--- START ---
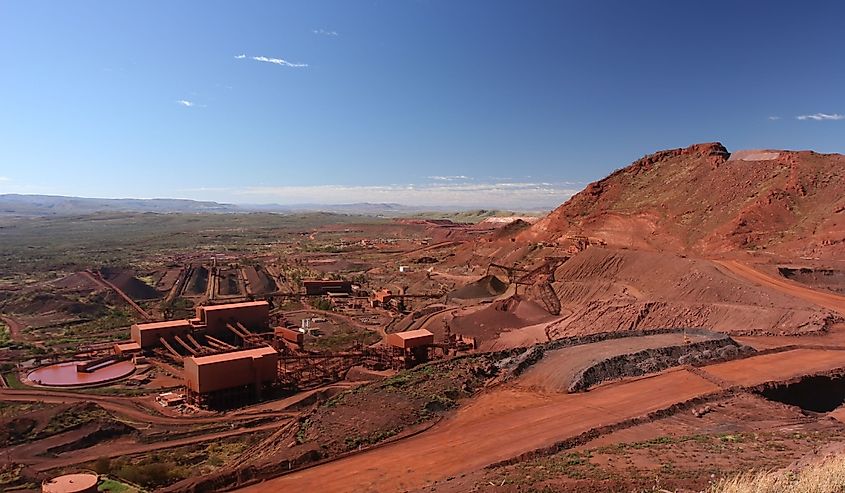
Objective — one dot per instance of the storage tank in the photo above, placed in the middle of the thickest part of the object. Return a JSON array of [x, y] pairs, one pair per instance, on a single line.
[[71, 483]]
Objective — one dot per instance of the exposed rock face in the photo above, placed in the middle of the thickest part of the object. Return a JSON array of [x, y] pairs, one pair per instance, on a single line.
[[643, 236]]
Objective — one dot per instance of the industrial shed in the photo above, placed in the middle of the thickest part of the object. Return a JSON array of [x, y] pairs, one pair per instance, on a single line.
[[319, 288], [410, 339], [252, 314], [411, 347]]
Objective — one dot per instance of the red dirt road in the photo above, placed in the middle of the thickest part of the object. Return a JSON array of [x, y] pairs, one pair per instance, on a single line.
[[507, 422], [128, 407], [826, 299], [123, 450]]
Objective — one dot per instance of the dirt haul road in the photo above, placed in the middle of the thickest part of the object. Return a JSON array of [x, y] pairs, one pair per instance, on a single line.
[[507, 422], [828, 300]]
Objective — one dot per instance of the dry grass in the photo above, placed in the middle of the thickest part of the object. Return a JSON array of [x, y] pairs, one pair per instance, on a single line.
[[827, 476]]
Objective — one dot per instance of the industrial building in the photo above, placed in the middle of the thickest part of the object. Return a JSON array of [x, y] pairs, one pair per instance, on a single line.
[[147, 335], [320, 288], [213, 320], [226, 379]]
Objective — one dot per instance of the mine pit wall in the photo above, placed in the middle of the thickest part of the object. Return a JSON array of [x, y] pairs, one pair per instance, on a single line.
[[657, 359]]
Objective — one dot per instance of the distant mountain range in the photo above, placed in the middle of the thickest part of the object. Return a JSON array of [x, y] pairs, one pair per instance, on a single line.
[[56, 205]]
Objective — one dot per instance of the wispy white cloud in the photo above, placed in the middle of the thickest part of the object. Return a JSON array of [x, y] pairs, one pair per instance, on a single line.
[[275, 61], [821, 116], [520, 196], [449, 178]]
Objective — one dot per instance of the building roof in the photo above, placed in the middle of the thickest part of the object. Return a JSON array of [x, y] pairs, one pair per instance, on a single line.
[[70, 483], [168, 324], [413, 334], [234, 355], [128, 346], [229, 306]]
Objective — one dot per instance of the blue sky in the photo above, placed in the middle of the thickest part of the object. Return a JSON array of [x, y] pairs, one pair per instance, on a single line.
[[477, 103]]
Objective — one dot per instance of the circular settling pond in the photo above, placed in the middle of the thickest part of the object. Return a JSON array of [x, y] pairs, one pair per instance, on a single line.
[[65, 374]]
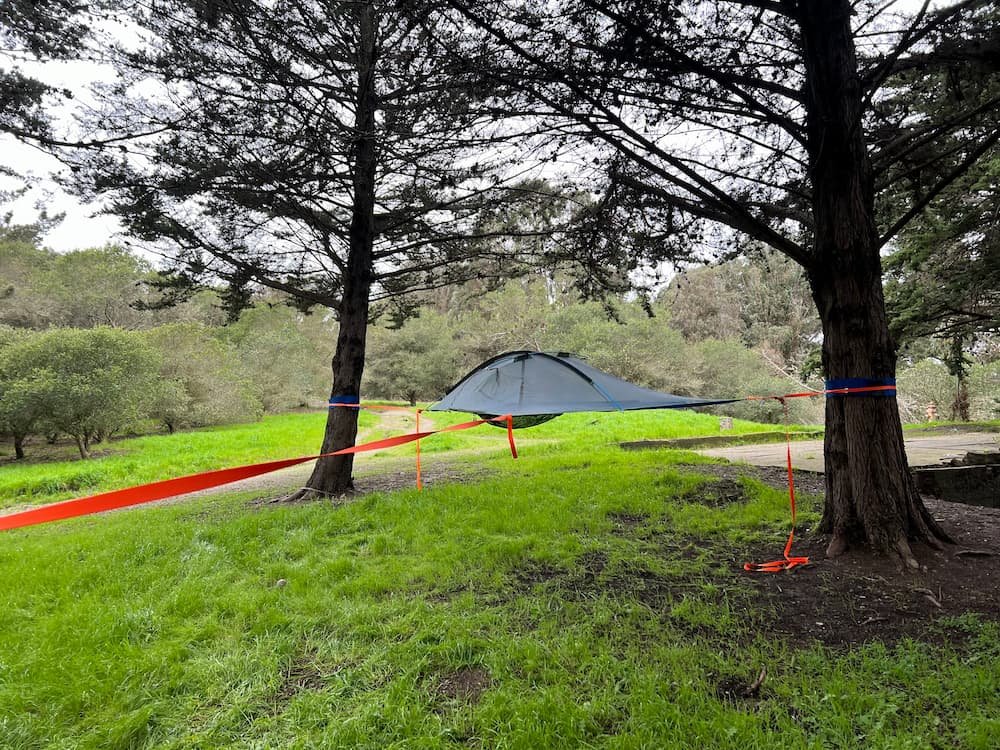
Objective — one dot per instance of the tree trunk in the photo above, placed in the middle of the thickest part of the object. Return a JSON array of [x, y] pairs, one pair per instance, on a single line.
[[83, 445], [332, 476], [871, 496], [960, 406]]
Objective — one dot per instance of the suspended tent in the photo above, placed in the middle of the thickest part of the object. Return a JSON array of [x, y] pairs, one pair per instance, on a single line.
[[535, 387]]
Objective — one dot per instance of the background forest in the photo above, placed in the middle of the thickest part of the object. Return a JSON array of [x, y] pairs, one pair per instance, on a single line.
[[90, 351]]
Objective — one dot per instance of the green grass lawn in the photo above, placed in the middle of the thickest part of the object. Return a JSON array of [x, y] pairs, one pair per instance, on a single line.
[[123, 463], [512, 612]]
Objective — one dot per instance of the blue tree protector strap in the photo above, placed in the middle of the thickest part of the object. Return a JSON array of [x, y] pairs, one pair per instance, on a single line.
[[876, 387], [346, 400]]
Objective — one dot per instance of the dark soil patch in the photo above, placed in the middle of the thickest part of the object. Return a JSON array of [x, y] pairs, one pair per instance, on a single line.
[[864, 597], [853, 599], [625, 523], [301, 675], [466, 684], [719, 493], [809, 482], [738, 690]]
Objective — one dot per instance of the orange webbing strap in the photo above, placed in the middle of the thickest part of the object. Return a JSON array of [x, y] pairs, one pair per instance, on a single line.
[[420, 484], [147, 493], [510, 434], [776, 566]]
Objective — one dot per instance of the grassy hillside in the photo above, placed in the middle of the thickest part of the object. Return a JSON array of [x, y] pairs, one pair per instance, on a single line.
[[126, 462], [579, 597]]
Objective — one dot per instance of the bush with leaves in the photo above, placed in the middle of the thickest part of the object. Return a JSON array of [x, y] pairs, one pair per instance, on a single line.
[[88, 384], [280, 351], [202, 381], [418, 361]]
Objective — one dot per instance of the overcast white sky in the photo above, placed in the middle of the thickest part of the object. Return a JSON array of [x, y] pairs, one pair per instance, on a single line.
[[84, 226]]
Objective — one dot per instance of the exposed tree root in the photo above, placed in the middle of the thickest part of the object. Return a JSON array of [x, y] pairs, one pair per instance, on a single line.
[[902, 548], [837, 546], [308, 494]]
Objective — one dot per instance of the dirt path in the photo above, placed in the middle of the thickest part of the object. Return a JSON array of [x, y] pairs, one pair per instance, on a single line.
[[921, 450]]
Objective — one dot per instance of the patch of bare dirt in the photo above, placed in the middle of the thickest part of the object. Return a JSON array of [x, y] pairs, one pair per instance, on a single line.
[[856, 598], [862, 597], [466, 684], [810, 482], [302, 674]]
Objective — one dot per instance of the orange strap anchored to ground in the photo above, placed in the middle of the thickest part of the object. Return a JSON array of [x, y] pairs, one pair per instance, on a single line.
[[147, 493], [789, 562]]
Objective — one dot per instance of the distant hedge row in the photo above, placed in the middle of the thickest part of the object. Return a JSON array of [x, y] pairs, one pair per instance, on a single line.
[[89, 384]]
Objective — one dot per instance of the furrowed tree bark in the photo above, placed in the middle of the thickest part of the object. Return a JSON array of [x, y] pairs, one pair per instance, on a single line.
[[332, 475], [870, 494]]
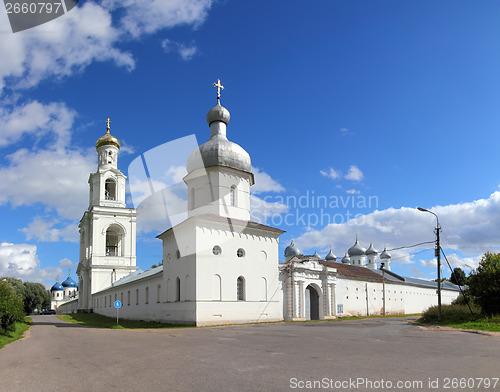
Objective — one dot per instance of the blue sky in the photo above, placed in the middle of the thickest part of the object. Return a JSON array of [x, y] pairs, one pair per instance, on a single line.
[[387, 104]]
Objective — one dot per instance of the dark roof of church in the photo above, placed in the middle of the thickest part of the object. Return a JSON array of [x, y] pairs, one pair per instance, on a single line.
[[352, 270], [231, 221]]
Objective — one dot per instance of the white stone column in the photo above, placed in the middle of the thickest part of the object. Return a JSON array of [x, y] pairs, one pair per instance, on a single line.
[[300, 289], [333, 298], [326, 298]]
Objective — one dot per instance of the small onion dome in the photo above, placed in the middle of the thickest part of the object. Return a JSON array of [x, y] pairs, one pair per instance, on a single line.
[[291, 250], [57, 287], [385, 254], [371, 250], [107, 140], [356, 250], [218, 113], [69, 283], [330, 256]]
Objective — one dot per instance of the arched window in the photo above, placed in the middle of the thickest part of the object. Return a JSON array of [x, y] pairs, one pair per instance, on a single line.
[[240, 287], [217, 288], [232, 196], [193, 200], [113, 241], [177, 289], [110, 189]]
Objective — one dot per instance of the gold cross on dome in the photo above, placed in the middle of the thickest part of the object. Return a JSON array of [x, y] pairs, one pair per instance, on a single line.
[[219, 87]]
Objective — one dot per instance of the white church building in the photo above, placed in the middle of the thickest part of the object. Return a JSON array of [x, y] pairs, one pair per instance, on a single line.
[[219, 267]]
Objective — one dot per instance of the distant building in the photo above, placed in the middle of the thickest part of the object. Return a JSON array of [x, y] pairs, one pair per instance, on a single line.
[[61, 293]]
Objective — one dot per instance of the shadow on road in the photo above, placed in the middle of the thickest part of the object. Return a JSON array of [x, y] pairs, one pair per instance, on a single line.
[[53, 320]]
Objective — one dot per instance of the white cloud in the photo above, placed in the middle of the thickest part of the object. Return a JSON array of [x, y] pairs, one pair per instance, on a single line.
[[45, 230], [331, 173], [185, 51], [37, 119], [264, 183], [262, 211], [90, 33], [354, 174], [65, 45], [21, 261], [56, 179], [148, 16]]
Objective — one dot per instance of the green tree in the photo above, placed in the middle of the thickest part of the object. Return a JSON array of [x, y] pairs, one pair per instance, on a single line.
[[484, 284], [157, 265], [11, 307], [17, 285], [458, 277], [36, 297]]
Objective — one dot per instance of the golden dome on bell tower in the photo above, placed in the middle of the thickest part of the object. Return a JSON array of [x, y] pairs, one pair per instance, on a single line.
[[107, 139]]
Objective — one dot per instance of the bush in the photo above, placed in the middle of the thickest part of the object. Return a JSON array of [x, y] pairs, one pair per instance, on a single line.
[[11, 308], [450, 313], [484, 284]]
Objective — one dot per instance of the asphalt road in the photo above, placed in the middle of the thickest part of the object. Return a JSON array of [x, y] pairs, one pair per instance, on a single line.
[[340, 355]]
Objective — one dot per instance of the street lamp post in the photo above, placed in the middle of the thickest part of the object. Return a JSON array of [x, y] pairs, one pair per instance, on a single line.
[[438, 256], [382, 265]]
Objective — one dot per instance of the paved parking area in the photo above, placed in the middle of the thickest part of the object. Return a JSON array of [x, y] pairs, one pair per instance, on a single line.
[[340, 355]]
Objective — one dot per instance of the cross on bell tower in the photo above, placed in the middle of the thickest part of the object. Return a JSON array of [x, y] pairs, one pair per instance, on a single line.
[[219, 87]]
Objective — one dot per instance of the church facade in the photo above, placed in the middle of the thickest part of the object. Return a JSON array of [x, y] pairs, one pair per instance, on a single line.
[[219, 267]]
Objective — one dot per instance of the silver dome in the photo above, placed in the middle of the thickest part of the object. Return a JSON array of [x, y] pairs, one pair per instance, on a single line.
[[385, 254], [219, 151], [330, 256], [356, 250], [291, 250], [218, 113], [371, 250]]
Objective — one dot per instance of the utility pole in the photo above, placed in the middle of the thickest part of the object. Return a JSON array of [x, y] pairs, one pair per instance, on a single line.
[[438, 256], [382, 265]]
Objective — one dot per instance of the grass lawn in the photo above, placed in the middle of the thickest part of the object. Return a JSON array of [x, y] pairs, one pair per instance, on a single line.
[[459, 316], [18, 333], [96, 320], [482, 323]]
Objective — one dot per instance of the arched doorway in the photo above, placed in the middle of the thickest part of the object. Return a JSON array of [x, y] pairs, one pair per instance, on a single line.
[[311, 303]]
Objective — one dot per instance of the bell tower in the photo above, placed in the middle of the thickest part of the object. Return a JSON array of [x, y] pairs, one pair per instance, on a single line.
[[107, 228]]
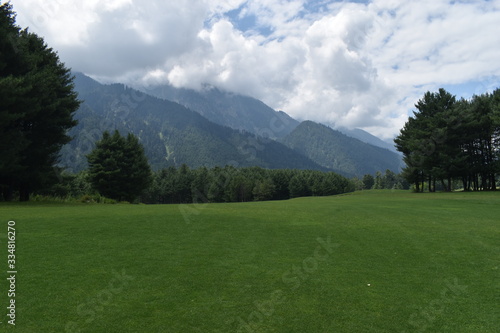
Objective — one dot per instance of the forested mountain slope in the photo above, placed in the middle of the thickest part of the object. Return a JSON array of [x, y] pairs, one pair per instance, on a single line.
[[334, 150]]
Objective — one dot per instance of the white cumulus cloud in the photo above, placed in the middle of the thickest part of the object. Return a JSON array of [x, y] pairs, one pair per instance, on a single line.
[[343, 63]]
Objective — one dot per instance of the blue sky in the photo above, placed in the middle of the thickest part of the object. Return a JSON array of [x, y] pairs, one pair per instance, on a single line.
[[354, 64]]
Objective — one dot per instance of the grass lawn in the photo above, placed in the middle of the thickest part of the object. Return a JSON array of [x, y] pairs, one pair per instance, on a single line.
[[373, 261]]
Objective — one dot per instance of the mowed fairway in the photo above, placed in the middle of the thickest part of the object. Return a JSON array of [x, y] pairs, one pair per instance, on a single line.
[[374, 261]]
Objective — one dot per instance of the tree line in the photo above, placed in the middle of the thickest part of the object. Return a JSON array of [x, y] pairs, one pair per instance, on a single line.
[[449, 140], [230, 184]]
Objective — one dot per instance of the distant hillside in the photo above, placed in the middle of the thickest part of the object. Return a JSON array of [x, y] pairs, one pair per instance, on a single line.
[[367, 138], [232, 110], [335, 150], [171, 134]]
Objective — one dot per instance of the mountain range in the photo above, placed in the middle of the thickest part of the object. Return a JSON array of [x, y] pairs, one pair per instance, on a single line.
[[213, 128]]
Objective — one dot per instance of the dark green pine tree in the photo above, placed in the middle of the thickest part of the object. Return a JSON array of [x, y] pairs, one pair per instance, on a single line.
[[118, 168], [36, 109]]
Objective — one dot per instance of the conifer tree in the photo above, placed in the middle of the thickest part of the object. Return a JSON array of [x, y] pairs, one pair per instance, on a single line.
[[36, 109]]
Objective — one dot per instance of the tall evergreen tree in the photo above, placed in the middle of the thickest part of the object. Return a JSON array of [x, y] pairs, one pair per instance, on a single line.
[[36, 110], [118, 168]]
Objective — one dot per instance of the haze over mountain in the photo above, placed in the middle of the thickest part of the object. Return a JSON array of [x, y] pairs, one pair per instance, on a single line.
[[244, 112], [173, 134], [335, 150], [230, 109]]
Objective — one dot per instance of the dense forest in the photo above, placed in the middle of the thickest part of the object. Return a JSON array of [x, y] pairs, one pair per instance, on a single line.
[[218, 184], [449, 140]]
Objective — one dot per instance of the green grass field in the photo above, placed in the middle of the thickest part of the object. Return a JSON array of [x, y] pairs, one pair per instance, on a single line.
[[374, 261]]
--- END ---
- Brief -
Please transcribe only the portion of the material that starts at the line containing "Objective — one dot per instance of the tall" and runs through its last line, inclusive, exactly as given.

- Exercise solution -
Objective — one dot per instance of the tall evergreen tree in the photo above, placed in the middle of the thickest part of the object. Return a JSON array of [x, y] pairs, one pair per instance, on a single line.
[[36, 110], [118, 168]]
Objective — one dot per instance of the haze over mountain in the photo above, placed in the middle of the thickest part of the object. Return a JSON array of [x, y] pairs, one pair per instance, on a single line.
[[244, 112], [173, 134], [335, 150], [230, 109]]
Objective — one dot per instance of the dense forest in the photo above, placed in the middle of the thickest part of the object. Return a JSON array of [x, y] pairs, one pair per instance, on a single line.
[[218, 184], [449, 140]]
Objective — one dot per instance of the green grass field in the photo above, placed in the middle of the thickest part of the object. Return a JSON array of [x, y] pairs, one pair per instance, on a single line.
[[374, 261]]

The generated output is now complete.